- **Given problem**: Can you rewrite the records below with every "directive" changed to "instruction" and nothing else altered?
——
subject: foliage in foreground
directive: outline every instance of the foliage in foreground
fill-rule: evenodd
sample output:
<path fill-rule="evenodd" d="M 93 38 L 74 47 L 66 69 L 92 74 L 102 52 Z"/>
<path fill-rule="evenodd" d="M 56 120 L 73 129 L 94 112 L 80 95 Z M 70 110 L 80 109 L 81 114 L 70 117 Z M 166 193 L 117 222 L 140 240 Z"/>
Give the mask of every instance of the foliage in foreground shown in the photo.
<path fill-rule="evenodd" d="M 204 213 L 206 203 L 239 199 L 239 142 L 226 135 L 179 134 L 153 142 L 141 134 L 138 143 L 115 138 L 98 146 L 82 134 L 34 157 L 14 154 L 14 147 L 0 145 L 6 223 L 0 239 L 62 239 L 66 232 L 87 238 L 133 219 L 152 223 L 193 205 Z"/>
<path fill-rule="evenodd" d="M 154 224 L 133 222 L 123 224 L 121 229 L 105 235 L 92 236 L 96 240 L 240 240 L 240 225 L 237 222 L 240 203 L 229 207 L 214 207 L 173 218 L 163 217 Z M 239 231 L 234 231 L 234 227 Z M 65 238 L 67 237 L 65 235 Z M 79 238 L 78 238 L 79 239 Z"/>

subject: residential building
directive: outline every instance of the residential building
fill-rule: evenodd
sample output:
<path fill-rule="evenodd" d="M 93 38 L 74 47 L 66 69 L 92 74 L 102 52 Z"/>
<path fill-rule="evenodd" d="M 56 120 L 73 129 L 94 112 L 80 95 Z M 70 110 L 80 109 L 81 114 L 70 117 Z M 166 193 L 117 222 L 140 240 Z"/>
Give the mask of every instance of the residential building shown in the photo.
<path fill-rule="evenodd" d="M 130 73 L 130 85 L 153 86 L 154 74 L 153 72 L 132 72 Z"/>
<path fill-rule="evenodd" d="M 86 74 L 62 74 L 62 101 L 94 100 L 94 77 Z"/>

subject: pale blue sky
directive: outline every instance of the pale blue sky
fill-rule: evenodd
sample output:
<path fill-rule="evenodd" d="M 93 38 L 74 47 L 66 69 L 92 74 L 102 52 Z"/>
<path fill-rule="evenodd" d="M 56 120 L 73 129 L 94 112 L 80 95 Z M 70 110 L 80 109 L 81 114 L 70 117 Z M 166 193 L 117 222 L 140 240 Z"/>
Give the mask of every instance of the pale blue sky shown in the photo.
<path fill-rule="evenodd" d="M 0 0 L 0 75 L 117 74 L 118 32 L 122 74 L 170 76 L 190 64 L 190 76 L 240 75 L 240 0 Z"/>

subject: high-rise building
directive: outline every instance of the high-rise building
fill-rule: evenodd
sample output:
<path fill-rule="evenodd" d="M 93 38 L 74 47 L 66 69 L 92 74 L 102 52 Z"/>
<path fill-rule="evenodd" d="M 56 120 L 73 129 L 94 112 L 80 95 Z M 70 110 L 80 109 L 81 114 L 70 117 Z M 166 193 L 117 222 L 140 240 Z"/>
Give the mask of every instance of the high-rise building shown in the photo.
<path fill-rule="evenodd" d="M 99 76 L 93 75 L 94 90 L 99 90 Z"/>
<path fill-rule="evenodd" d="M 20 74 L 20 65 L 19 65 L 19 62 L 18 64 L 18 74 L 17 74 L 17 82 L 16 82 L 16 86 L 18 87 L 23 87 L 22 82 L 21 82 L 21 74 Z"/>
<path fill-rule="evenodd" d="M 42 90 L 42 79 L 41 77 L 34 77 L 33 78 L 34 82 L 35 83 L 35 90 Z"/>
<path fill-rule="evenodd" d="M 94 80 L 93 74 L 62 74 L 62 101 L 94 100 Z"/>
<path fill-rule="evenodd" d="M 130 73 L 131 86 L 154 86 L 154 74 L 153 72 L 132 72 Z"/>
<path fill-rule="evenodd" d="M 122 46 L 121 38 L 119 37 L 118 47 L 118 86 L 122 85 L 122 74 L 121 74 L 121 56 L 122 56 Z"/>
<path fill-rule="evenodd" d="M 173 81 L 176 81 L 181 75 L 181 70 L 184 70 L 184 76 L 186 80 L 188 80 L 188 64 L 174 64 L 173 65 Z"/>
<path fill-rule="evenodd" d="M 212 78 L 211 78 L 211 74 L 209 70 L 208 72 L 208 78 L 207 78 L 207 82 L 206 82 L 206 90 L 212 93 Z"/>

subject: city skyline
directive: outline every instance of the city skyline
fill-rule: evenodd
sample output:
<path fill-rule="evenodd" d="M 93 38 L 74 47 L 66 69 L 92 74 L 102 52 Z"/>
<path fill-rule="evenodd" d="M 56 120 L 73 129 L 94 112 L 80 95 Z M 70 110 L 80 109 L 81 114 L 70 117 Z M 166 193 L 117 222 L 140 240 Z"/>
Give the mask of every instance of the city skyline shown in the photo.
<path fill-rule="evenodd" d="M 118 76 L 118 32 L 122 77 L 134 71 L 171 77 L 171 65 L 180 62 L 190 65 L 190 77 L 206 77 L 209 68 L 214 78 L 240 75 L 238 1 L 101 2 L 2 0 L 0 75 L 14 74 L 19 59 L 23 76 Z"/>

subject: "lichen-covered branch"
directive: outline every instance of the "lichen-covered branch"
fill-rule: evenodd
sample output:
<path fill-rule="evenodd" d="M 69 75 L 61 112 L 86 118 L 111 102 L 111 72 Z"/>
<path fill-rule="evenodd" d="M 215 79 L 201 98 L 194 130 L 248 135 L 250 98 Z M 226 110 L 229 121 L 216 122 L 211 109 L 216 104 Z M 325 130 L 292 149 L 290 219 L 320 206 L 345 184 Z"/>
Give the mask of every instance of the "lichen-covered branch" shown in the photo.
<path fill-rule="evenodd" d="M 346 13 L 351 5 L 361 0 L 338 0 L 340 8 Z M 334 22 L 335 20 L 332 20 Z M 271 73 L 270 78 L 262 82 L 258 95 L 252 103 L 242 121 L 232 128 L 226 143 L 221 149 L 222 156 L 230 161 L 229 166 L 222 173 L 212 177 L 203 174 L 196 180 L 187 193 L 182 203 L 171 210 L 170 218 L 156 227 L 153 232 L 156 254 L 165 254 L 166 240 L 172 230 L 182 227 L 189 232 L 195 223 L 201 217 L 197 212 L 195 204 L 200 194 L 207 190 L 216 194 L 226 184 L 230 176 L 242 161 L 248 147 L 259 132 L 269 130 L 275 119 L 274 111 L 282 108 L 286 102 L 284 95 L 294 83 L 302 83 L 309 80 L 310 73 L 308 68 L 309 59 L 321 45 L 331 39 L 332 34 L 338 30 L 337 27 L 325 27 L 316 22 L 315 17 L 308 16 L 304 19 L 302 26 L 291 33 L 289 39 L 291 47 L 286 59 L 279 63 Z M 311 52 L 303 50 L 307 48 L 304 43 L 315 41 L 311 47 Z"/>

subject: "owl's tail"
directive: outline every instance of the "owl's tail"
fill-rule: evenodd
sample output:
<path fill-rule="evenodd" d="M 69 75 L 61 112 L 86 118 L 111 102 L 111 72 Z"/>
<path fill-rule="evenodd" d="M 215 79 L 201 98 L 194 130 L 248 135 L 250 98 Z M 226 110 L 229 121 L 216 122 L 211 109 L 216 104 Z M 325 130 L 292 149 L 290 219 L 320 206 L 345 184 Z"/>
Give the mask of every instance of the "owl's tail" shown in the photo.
——
- **Solution**:
subject: foliage in foreground
instruction: outline every instance of the foliage in foreground
fill-rule: evenodd
sample output:
<path fill-rule="evenodd" d="M 93 38 L 74 47 L 66 69 L 92 74 L 102 52 Z"/>
<path fill-rule="evenodd" d="M 56 120 L 73 129 L 94 112 L 80 95 Z M 70 110 L 80 109 L 81 114 L 70 117 Z M 166 193 L 117 222 L 140 240 Z"/>
Give the mask of every instance of the foliage in foreground shown in the photo.
<path fill-rule="evenodd" d="M 204 213 L 206 203 L 239 199 L 239 142 L 226 135 L 179 134 L 153 142 L 141 134 L 138 143 L 115 138 L 98 146 L 82 134 L 34 157 L 14 154 L 14 147 L 0 145 L 6 223 L 0 239 L 62 239 L 66 232 L 87 238 L 133 219 L 152 223 L 193 205 Z"/>
<path fill-rule="evenodd" d="M 154 224 L 133 222 L 123 224 L 121 229 L 105 235 L 92 236 L 96 240 L 240 240 L 240 225 L 237 222 L 240 203 L 229 207 L 214 207 L 173 218 L 163 217 Z M 239 231 L 234 231 L 234 227 Z M 65 238 L 67 237 L 65 235 Z M 79 238 L 78 238 L 79 239 Z"/>

subject: residential building
instruction: outline every instance of the residential building
fill-rule: evenodd
sample output:
<path fill-rule="evenodd" d="M 93 38 L 74 47 L 66 69 L 92 74 L 102 52 Z"/>
<path fill-rule="evenodd" d="M 56 120 L 73 129 L 94 112 L 80 95 Z M 70 110 L 80 109 L 81 114 L 70 117 Z M 166 193 L 117 222 L 140 240 Z"/>
Give the mask of every instance of the residential building shown in the photo.
<path fill-rule="evenodd" d="M 130 73 L 130 85 L 153 86 L 154 74 L 153 72 L 132 72 Z"/>
<path fill-rule="evenodd" d="M 86 74 L 62 74 L 62 101 L 94 100 L 94 77 Z"/>

subject: pale blue sky
instruction: outline every instance of the pale blue sky
fill-rule: evenodd
sample output:
<path fill-rule="evenodd" d="M 93 38 L 74 47 L 66 69 L 92 74 L 102 52 Z"/>
<path fill-rule="evenodd" d="M 56 120 L 73 129 L 94 112 L 80 95 Z M 70 110 L 80 109 L 81 114 L 70 117 Z M 166 193 L 117 222 L 140 240 Z"/>
Give the mask of every instance of the pale blue sky shown in the photo.
<path fill-rule="evenodd" d="M 0 0 L 0 75 L 117 74 L 118 32 L 122 74 L 170 76 L 190 64 L 190 76 L 240 75 L 240 0 Z"/>

subject: high-rise building
instruction: outline every instance of the high-rise building
fill-rule: evenodd
sample output:
<path fill-rule="evenodd" d="M 93 38 L 74 47 L 66 69 L 92 74 L 102 52 Z"/>
<path fill-rule="evenodd" d="M 56 120 L 73 129 L 94 112 L 80 95 Z M 70 110 L 80 109 L 81 114 L 70 117 Z M 166 193 L 117 222 L 140 240 Z"/>
Give the mask of every instance of the high-rise building shown in the photo.
<path fill-rule="evenodd" d="M 99 76 L 93 75 L 94 90 L 99 90 Z"/>
<path fill-rule="evenodd" d="M 20 74 L 20 65 L 19 65 L 19 62 L 18 64 L 18 74 L 17 74 L 17 82 L 16 82 L 16 86 L 18 87 L 23 87 L 22 82 L 21 82 L 21 74 Z"/>
<path fill-rule="evenodd" d="M 42 90 L 42 79 L 41 77 L 34 77 L 33 78 L 34 82 L 35 83 L 35 90 Z"/>
<path fill-rule="evenodd" d="M 94 80 L 93 74 L 62 74 L 62 101 L 94 100 Z"/>
<path fill-rule="evenodd" d="M 130 73 L 131 86 L 154 86 L 154 74 L 153 72 L 132 72 Z"/>
<path fill-rule="evenodd" d="M 122 46 L 121 38 L 119 37 L 118 47 L 118 86 L 122 85 L 122 74 L 121 74 L 121 56 L 122 56 Z"/>
<path fill-rule="evenodd" d="M 173 81 L 176 81 L 181 75 L 181 70 L 184 70 L 184 76 L 186 80 L 188 80 L 188 64 L 174 64 L 173 65 Z"/>
<path fill-rule="evenodd" d="M 212 78 L 211 78 L 211 74 L 209 70 L 208 72 L 208 78 L 207 78 L 207 82 L 206 82 L 206 90 L 212 93 Z"/>

subject: city skyline
instruction: outline every instance of the city skyline
fill-rule: evenodd
sample output:
<path fill-rule="evenodd" d="M 93 38 L 74 47 L 66 69 L 92 74 L 102 52 Z"/>
<path fill-rule="evenodd" d="M 56 120 L 73 129 L 94 112 L 80 95 Z M 70 110 L 80 109 L 81 114 L 70 117 Z M 166 193 L 117 222 L 140 240 Z"/>
Give the mask of every instance of the city skyline shown in the photo.
<path fill-rule="evenodd" d="M 118 76 L 118 32 L 122 77 L 134 71 L 171 77 L 171 65 L 180 62 L 190 65 L 190 77 L 206 77 L 209 68 L 214 78 L 240 75 L 238 1 L 101 2 L 2 0 L 0 75 L 14 74 L 19 59 L 23 76 Z"/>

subject: "lichen-covered branch"
instruction: outline every instance of the "lichen-covered branch"
fill-rule: evenodd
sample output:
<path fill-rule="evenodd" d="M 69 75 L 61 112 L 86 118 L 111 102 L 111 72 Z"/>
<path fill-rule="evenodd" d="M 215 79 L 201 98 L 194 130 L 248 135 L 250 98 Z M 226 110 L 229 121 L 216 122 L 211 109 L 216 104 Z M 325 130 L 292 149 L 290 219 L 320 206 L 345 184 Z"/>
Give the mask of every instance of the "lichen-covered branch" shown in the photo.
<path fill-rule="evenodd" d="M 346 13 L 351 5 L 361 0 L 338 0 L 340 8 Z M 334 22 L 335 20 L 332 20 Z M 271 73 L 270 78 L 262 82 L 258 95 L 252 103 L 242 121 L 232 128 L 226 143 L 221 149 L 222 156 L 230 161 L 229 166 L 222 173 L 212 177 L 203 174 L 196 180 L 187 193 L 182 203 L 171 210 L 170 218 L 156 227 L 153 232 L 156 254 L 165 254 L 166 240 L 172 230 L 182 227 L 189 232 L 195 223 L 201 217 L 197 212 L 195 204 L 200 194 L 207 190 L 216 194 L 226 184 L 230 176 L 242 161 L 248 147 L 259 132 L 269 130 L 275 119 L 274 111 L 282 108 L 286 102 L 284 95 L 294 83 L 302 83 L 309 80 L 310 73 L 308 68 L 309 59 L 321 45 L 331 39 L 332 34 L 338 30 L 337 27 L 325 27 L 316 22 L 315 17 L 308 16 L 304 19 L 302 26 L 291 33 L 289 39 L 291 47 L 286 59 L 279 63 Z M 311 52 L 303 50 L 307 48 L 304 43 L 315 41 L 311 47 Z"/>

subject: "owl's tail"
instruction: outline every instance of the "owl's tail"
fill-rule: evenodd
sample output:
<path fill-rule="evenodd" d="M 69 75 L 61 112 L 86 118 L 111 102 L 111 72 Z"/>
<path fill-rule="evenodd" d="M 215 79 L 201 98 L 194 130 L 248 135 L 250 98 Z M 226 110 L 229 121 L 216 122 L 211 109 L 216 104 Z M 325 130 L 292 149 L 290 219 L 320 206 L 345 184 Z"/>
Give the mask of every instance of the "owl's tail" shown in the photo.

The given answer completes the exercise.